## PASSAGE
The evening before Synod will begin in full swing, and delegates and ministry leaders will take the mic, Synod 2026 came together for the Synodical Service of Prayer and Praise at the Covenant Fine Arts Center at Calvin University. Tim Blackmon, pastor of Second Christian Reformed Church in Grand Haven, Mich., the convening church of Synod 2026, led the service.

Synod is the annual general assembly of the Christian Reformed Church in North America. It is meeting June 12-18 in Grand Rapids, Mich.

The service opened with the reading of Psalm 150, a call to all believers to praise the Lord. Worship continued with the singing of “Holy, Holy, Holy! Lord God Almighty,” accompanied by a brass quartet and the organist from Second CRC.

Continuing his theme from Friday morning’s opening plenary, Blackmon preached on two more parables of Jesus: the story of the mustard seed and of the leaven, Luke 13:18-21.

These twin parables, two of the shortest parables Jesus ever told, reveal the unexpectedness of God’s kingdom.

“A mustard seed is a speck,” small and visually insignificant. “If the wind blows it’s gone.” It’s like a fleck of dust. “By any worldly measure it’s nothing,” Blackmon said.

Leaven is also small and ordinary. “Every home has it, and it usually sits somewhere in the corner, in the dark.” Leaven is typically something “easily overlooked.” Blackmon emphasized that Jesus begins here, because the kingdom starts small. It is ordinary and unimpressive.

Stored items
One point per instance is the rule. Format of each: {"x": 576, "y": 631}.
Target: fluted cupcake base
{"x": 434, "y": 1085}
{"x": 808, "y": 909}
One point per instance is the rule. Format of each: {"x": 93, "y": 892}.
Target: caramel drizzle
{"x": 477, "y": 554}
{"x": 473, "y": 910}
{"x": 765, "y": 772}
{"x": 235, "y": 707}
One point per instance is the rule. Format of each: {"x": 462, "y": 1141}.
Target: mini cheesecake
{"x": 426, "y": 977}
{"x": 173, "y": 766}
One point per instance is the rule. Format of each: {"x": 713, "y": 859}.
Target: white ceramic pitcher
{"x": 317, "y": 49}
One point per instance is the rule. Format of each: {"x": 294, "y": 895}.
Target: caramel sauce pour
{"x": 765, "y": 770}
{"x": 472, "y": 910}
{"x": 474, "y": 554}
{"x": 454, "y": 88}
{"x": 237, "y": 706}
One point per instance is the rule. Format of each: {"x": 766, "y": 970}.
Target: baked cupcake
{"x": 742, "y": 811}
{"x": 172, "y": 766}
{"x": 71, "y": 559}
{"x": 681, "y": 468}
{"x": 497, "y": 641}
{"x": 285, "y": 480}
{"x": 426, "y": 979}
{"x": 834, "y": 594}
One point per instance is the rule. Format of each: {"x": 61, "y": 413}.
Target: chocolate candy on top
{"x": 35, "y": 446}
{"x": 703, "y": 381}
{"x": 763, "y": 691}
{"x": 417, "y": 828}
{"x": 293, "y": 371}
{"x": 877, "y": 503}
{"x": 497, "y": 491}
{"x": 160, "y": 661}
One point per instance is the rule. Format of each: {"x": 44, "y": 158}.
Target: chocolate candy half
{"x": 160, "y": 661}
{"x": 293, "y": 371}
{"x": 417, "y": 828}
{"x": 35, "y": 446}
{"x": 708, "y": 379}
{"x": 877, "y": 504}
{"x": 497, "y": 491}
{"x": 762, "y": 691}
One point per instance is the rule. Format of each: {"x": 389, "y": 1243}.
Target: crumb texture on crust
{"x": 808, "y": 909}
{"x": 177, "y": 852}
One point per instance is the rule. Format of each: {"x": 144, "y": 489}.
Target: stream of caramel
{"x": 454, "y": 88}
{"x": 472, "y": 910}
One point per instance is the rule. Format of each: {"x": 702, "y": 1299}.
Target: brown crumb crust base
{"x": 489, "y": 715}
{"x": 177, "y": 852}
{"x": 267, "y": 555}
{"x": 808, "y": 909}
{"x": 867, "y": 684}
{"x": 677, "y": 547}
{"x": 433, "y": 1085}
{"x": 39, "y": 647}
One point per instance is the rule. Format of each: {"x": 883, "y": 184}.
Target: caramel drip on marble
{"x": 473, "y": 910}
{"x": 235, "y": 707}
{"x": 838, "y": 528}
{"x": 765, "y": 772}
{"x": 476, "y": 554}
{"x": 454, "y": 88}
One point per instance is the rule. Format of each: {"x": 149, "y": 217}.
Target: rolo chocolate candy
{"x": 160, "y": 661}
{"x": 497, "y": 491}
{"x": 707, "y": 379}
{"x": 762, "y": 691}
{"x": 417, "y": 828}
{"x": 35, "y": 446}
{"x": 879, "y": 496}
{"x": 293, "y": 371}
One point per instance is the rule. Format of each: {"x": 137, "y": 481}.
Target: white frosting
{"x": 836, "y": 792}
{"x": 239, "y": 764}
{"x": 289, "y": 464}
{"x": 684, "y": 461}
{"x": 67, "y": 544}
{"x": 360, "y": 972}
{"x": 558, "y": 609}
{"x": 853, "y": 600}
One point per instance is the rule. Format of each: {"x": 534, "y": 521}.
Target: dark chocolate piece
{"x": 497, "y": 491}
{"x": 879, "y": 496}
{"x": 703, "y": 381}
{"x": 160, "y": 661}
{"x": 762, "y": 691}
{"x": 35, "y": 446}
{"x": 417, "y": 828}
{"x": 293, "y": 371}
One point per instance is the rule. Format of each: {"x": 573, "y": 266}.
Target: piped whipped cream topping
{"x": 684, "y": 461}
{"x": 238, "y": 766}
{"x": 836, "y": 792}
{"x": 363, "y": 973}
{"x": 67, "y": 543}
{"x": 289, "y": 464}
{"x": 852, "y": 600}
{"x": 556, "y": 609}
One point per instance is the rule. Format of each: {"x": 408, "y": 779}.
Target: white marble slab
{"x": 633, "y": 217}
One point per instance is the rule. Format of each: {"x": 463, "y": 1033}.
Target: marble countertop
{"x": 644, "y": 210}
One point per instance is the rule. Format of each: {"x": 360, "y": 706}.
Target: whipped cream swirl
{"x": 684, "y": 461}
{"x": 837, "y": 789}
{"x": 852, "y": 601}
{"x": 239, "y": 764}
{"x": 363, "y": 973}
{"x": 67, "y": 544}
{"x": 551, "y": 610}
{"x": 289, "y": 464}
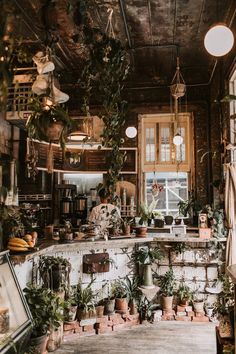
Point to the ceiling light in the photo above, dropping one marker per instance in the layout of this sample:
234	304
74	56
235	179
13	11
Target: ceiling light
131	132
178	139
219	40
77	136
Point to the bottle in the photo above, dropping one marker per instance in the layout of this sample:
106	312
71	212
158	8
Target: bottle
124	197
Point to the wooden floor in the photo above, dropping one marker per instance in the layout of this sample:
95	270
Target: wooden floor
160	338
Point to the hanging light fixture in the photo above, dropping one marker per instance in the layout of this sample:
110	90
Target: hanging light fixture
219	40
177	89
131	132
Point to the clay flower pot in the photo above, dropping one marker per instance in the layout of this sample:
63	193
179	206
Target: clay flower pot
167	303
121	305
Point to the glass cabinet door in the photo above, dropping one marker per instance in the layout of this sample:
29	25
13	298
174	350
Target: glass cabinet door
15	317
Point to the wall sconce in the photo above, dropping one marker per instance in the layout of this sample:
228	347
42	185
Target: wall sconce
131	132
178	139
219	40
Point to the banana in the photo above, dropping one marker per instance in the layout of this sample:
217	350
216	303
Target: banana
14	248
19	241
15	244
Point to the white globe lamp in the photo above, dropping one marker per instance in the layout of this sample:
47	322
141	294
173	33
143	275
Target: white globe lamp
219	40
131	132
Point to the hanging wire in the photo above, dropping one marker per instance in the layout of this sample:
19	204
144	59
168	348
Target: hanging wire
109	27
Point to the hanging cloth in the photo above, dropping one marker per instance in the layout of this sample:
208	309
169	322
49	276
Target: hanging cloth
230	211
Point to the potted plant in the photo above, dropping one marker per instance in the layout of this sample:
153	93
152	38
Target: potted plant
127	221
70	305
85	301
55	272
167	290
46	309
145	257
185	294
50	123
120	294
158	219
133	294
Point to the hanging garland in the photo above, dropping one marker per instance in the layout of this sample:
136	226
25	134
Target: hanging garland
106	70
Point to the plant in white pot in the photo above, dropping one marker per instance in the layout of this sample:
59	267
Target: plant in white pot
168	287
145	257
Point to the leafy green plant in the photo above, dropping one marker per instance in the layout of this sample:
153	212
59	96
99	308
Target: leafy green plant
147	255
185	293
168	283
44	117
107	68
46	309
84	297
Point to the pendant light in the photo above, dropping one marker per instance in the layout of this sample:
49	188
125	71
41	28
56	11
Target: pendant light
219	40
131	132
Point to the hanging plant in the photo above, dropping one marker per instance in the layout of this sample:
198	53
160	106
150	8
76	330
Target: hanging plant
106	70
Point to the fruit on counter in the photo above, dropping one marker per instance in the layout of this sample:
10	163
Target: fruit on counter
18	241
17	244
28	238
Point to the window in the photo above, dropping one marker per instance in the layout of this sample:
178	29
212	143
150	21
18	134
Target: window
164	162
232	91
175	190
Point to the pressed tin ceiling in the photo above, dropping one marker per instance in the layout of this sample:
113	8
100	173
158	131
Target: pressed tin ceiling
154	32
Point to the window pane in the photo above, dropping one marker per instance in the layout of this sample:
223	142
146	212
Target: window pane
150	144
165	144
175	189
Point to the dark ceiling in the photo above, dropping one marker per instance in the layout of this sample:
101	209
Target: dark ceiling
154	31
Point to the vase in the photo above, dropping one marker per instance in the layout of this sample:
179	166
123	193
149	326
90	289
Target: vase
147	275
159	223
169	219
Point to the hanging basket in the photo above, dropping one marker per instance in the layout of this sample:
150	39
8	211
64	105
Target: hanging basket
178	90
54	131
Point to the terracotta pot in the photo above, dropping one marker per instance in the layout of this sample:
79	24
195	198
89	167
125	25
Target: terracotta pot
169	219
198	306
39	344
70	314
167	303
147	275
54	131
159	223
141	231
133	307
121	305
109	307
83	314
126	229
99	311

## WHAT YOU WILL DO
- 1) From the Synod prayer service passage, can you reproduce everything from "The evening before" down to "Grand Rapids, Mich."?
- 2) How would you put this sentence from the Synod prayer service passage into Spanish: "These twin parables, two of the shortest parables Jesus ever told, reveal the unexpectedness of God’s kingdom."
- 3) Answer these from the Synod prayer service passage:
(a) Where was the Synodical Service of Prayer and Praise held?
(b) Which psalm was read when the service opened?
(c) What Bible passage contains the two parables Blackmon preached on?

## ANSWERS GIVEN
- 1)
The evening before Synod will begin in full swing, and delegates and ministry leaders will take the mic, Synod 2026 came together for the Synodical Service of Prayer and Praise at the Covenant Fine Arts Center at Calvin University. Tim Blackmon, pastor of Second Christian Reformed Church in Grand Haven, Mich., the convening church of Synod 2026, led the service.

Synod is the annual general assembly of the Christian Reformed Church in North America. It is meeting June 12-18 in Grand Rapids, Mich.

- 2) Estas parábolas gemelas, dos de las parábolas más breves que Jesús contó jamás, revelan lo inesperado del reino de Dios.

- 3)
(a) At the Covenant Fine Arts Center at Calvin University.
(b) Psalm 150.
(c) Luke 13:18-21.